- **Records provided**
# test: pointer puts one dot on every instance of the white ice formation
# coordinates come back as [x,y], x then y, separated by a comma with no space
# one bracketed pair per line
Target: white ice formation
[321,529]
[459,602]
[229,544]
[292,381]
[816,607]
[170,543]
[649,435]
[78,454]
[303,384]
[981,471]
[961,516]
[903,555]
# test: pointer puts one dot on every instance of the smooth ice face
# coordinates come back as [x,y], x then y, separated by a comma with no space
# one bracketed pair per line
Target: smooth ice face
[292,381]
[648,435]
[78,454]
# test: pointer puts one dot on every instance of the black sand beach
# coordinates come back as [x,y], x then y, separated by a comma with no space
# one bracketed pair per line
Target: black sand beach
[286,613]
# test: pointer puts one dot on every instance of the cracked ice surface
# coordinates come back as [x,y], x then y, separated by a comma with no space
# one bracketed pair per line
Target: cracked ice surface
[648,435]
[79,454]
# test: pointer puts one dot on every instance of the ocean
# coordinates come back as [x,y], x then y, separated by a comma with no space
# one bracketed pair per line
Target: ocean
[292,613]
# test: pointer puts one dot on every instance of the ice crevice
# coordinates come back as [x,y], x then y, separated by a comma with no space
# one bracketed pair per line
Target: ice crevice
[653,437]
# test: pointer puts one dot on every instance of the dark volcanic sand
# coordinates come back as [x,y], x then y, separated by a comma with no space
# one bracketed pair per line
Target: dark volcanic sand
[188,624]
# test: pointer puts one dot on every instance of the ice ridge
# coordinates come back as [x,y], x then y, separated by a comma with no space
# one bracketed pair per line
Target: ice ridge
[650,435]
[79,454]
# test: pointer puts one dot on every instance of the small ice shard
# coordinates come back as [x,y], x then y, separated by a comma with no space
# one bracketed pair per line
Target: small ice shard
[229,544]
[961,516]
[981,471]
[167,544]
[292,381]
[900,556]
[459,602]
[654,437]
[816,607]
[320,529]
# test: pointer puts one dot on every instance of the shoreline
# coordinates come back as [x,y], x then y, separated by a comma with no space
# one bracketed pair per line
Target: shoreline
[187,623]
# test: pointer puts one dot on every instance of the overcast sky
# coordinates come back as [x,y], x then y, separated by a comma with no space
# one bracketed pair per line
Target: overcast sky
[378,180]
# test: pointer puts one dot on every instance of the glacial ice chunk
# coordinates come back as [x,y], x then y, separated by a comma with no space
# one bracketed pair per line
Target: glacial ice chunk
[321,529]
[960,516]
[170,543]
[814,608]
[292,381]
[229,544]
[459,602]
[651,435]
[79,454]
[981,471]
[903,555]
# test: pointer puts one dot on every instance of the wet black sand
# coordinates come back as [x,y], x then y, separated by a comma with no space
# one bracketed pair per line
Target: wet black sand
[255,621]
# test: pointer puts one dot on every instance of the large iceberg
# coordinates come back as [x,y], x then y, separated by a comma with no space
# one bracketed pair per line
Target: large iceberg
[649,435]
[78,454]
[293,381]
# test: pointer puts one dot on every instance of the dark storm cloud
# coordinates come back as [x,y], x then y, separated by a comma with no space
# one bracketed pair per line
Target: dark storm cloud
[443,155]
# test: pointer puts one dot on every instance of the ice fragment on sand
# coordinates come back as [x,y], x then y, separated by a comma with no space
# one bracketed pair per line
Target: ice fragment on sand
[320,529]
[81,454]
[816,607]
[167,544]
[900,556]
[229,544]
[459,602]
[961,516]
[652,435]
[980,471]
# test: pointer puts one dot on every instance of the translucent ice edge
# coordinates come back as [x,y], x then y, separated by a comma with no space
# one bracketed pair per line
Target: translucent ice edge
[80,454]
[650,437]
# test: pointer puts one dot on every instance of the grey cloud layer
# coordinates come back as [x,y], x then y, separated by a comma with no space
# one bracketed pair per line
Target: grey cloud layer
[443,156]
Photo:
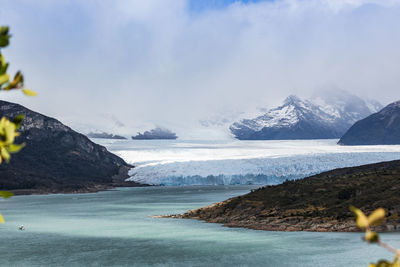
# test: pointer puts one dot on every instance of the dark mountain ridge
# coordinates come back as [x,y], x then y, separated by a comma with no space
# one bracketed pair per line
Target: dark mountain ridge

- **Task objective**
Could you reproduce the data above exactly, without its pictures?

- **Exercise solution**
# test: pointer puts one dot on every instance of the white ice formation
# coordinates come back as [x,y], x then y, separated by a comma with no space
# one bracketed pair per line
Target: white ice formation
[321,529]
[459,602]
[229,544]
[292,381]
[816,607]
[170,543]
[649,435]
[78,454]
[303,384]
[981,471]
[961,516]
[903,555]
# test: pointer puts one dot on every instance of the smooth ice face
# coordinates come back as [x,y], x then y, separated by a comma with no space
# one bracketed pair per line
Target: smooth ice face
[292,381]
[648,435]
[78,454]
# test: pointer puts one dot on every instance of the black sand beach
# coordinates come back as [x,y], x then y, separated by a comma with no space
# one bracketed pair per line
Target: black sand beach
[286,613]
# test: pointer puts one dot on every instance of the cracked ice surface
# coordinates come back as [x,y], x then y, separated by a comma with no space
# one bracketed pair per line
Target: cracked ice surface
[648,435]
[79,454]
# test: pointer puts one dot on every instance of the ocean
# coordinates come back as [x,y], x then y, separated by a comma with no space
# one bracketed pair per line
Target: ocean
[292,613]
# test: pointer puts one dot on every instance of the ice crevice
# coordinates come back as [x,y], x then y, separated by a comma with no space
# one bracketed pair per line
Target: ice crevice
[653,437]
# test: pointer puts one dot on every instance of the dark volcanic sand
# coordinates come back as [x,y], x then y, separated by a comma with no space
# one bracketed pair per line
Target: dark volcanic sand
[188,624]
# test: pointer puts one dot on every instance of the ice ridge
# coordinates come back as [x,y], x then y, separated by a comma with no space
# one bracketed pair per line
Target: ice ridge
[650,435]
[79,454]
# test: pointer puts one dot on every instance of the small ice shard
# coordinates come back as [x,y], x then y, separated by a comma with no space
# one bracketed pair per line
Target: small ice shard
[229,544]
[961,516]
[981,471]
[167,544]
[292,381]
[900,556]
[459,602]
[654,437]
[816,607]
[320,529]
# test: pointer puts one dot on every instance of the shoreline
# coordinates come back as [x,y], x then y, separated by a comma with no space
# one bracketed pair per line
Target: shoreline
[187,623]
# test: pointer puts one dot on every instance of the overcast sky
# coordinates come back as [x,y], x then y, separated by a comma with no space
# one bracketed pair per line
Target: overcast sky
[378,180]
# test: pointer puts one dot on every instance of the glacial ice chunk
# coordinates come back as [x,y], x then y, separated by a comma with no space
# one bracketed pair per line
Target: glacial ice chunk
[321,529]
[960,516]
[170,543]
[814,608]
[292,381]
[229,544]
[459,602]
[651,435]
[79,454]
[981,471]
[903,555]
# test: pointer puts one dot on every instance of the wet black sand
# coordinates come back as [x,y], x then y, separated by a comma with no space
# one bracketed pair per line
Target: wet black sand
[255,621]
# test: pointer puts one dot on every instance of the large iceberg
# coordinates come back as [x,y], x then y, separated by a comma with no space
# one bracketed pair per line
Target: large iceberg
[649,435]
[78,454]
[293,381]
# test: pointer puts one dot on every instance of the dark storm cloud
# coordinates come back as [x,y], x then y, separated by a comma with no space
# one bracketed pair per line
Target: dark storm cloud
[443,155]
# test: pointer puts one dot on every instance of the ice fragment on sand
# coordinates come back as [x,y], x then y, separated by a comma with no space
# one bracketed pair per line
Target: ice fragment on sand
[320,529]
[81,454]
[816,607]
[167,544]
[900,556]
[229,544]
[459,602]
[961,516]
[652,435]
[980,471]
# test: pointer puts one dot on every instance of the translucent ice edge
# coordinates come back as [x,y], x then y, separated by a comma with no space
# one bracketed pair per line
Target: translucent ice edge
[80,454]
[650,437]
# test: pointer puts one dot on every instance of the grey cloud layer
# coordinates come back as [x,y], x then y, separated by a comma with no space
# one bracketed pair per line
Target: grey cloud layer
[443,156]
Photo:
# test: pointer puts one dot on every instance of the dark mountain ridge
# coordinates come back as [x,y], x then y, separated by a comma with no space
# one bracketed pair per line
Target: dark mountain ridge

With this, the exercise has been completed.